▶ [Your goal]: The whole answer is the data below, retyped exactly.

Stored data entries
################

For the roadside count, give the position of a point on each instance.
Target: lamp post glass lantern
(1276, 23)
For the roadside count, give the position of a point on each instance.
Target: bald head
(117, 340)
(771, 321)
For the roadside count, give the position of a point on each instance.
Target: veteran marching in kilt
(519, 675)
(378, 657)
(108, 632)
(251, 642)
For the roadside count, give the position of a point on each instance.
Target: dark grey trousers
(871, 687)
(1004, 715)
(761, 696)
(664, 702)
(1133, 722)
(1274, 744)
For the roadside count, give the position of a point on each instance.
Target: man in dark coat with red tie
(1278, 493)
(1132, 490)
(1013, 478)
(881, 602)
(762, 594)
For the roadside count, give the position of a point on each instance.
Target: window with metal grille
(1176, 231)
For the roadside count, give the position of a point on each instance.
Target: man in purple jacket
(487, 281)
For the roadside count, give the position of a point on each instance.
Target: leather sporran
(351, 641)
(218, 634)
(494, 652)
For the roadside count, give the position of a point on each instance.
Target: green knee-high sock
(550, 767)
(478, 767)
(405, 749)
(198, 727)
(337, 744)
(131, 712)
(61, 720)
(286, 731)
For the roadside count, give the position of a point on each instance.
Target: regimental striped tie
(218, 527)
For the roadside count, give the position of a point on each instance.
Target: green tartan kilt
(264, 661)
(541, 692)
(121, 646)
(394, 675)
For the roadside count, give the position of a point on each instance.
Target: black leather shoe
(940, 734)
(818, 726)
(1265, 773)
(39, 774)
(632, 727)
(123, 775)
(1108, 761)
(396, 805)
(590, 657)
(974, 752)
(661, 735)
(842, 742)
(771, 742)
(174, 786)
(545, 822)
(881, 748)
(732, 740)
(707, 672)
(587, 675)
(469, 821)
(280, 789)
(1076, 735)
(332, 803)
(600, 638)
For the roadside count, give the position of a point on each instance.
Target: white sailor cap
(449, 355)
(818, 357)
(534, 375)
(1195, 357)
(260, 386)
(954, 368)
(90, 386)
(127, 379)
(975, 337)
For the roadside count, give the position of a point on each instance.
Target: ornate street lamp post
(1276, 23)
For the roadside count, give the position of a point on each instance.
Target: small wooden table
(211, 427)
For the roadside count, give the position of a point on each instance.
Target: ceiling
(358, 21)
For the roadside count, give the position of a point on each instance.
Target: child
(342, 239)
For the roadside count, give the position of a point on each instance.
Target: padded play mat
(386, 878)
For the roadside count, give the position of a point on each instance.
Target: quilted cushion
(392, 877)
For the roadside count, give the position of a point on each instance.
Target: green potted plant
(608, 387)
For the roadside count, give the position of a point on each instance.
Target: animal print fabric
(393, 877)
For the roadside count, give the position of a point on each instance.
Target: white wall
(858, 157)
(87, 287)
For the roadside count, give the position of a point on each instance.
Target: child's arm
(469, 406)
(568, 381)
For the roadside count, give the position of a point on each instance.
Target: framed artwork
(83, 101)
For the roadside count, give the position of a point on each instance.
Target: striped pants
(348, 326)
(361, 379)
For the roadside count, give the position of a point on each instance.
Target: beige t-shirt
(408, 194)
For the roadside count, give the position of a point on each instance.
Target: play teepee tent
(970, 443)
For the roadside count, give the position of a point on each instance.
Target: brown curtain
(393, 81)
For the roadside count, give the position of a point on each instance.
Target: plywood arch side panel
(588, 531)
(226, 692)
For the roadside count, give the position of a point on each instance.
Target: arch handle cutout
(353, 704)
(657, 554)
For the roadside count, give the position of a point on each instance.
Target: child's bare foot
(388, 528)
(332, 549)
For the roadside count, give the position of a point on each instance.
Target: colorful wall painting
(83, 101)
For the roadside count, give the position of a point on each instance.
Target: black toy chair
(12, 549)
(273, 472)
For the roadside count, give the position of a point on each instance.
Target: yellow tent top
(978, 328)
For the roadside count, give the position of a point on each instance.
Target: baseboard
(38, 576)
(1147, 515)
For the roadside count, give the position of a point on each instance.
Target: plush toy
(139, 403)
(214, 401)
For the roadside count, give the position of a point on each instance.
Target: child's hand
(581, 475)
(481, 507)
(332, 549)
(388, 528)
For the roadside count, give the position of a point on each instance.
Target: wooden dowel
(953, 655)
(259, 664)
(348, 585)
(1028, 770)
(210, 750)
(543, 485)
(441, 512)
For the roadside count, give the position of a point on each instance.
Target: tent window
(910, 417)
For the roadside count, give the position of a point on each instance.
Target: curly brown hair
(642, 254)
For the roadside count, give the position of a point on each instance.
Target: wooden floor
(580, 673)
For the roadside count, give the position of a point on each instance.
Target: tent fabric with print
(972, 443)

################

▶ [Output of the exercise]:
For the roadside count, give the position of a point on each instance.
Target: lamp post glass lantern
(1276, 23)
For the roadside count, give the position of a point on each instance.
Target: bald head
(117, 340)
(771, 321)
For the roadside count, give the position of a point on each instance.
Target: veteran marching in kilt
(519, 675)
(378, 657)
(108, 632)
(251, 642)
For the roadside count, give the position of a point on each instance.
Target: dark grey trousers
(871, 687)
(1004, 715)
(761, 696)
(664, 702)
(1133, 722)
(1274, 744)
For the roadside count, give the position of a point on each instance.
Target: man in dark coat with red tie
(1278, 493)
(1132, 490)
(1013, 478)
(881, 602)
(762, 594)
For the roadside count, give the position of a point on each instance.
Target: window with metal grille
(1176, 231)
For the roadside count, give the position of a point on each instance.
Target: man in purple jacket
(487, 281)
For the roadside count, give the position of a point on each instance.
Target: leather sporran
(351, 641)
(218, 634)
(494, 652)
For the roadside count, give the position of a point on each instance.
Target: green knee-high sock
(550, 767)
(478, 767)
(405, 749)
(198, 727)
(337, 744)
(131, 712)
(61, 720)
(286, 731)
For the roadside count, give the position of a point on each instance.
Target: regimental striped tie
(218, 527)
For the roadside count, give the position of a point on each instance.
Target: green tartan kilt
(264, 661)
(541, 692)
(121, 646)
(394, 675)
For the roadside count, give the position of a point on each instance.
Target: black leather shoe
(940, 734)
(818, 726)
(1265, 773)
(39, 774)
(632, 727)
(123, 775)
(1108, 761)
(396, 805)
(590, 657)
(974, 752)
(661, 735)
(842, 742)
(771, 742)
(174, 786)
(545, 822)
(881, 748)
(732, 740)
(707, 672)
(587, 675)
(469, 821)
(280, 789)
(1076, 735)
(332, 803)
(600, 638)
For the roadside count, give the position of a point on each instance.
Target: white sailor cap
(449, 355)
(818, 357)
(534, 375)
(1195, 357)
(260, 386)
(954, 368)
(90, 386)
(127, 379)
(975, 337)
For the roadside count, give the position of a point on each instance.
Target: ornate street lamp post
(1276, 23)
For the roadside count, give the position of a point on each instance.
Target: small wooden table
(211, 427)
For the roadside count, give the position of a point on each instance.
Target: ceiling
(358, 21)
For the roadside count, give the position of a point on each instance.
Target: child
(342, 239)
For the roadside count, give the position of a point on each instance.
Target: padded play mat
(386, 878)
For the roadside count, give the position of a point on each instance.
Target: quilted cushion
(392, 877)
For the roadside count, give the position of a point on each instance.
Target: green potted plant
(608, 387)
For the roadside count, give the position of a point on each instance.
Target: animal print fabric
(393, 877)
For the roadside count, give the position of a point on each instance.
Target: white wall
(858, 157)
(87, 287)
For the roadside count, give the position of a point on each instance.
Target: child's arm
(469, 406)
(568, 381)
For the roadside count, give the position of a point on each instance.
Target: framed artwork
(83, 101)
For the roadside count, give the position of a point on each instance.
Target: striped pants
(348, 326)
(361, 379)
For the roadside count, give the position of a point on each instance.
Target: beige t-shirt
(408, 194)
For the roadside count, give the position of a point on each instance.
Target: play teepee tent
(970, 443)
For the roadside count, give the position of a point on each instance.
Target: brown curtain
(393, 81)
For the roadside count, give the position of a point on each instance.
Target: plywood arch side panel
(588, 531)
(226, 692)
For the roadside count, give the position of a point on each instance.
Target: arch handle cutout
(353, 704)
(657, 554)
For the roadside count, give the position of a point on each instance.
Target: child's bare foot
(388, 528)
(332, 549)
For the roadside count, give the position of a point on each instance.
Target: colorful wall painting
(83, 101)
For the roadside count, give the position of a point on each instance.
Target: black toy chair
(12, 549)
(273, 472)
For the roadside count, give the position of a point on each instance.
Target: yellow tent top
(978, 328)
For the roadside count, give the position of a point on each instance.
Target: baseboard
(38, 576)
(1147, 515)
For the roadside count, give the position of a point on each instance.
Target: plush toy
(139, 403)
(214, 401)
For the roadside count, give the position of a point on each instance.
Target: child's hand
(581, 475)
(481, 507)
(332, 549)
(388, 528)
For the roadside count, give the position of a point on each instance.
Target: wooden dowel
(953, 655)
(259, 664)
(348, 585)
(1028, 770)
(210, 750)
(543, 485)
(441, 512)
For the roadside count, give the position of a point on each instance.
Target: tent window
(910, 417)
For the roadside count, give the position of a point on each instance.
Target: curly brown hair
(642, 254)
For the roadside count, give the position of a point on each instance.
Target: wooden floor
(580, 673)
For the roadside count, give the position of a point on each instance.
Target: tent fabric with print
(972, 443)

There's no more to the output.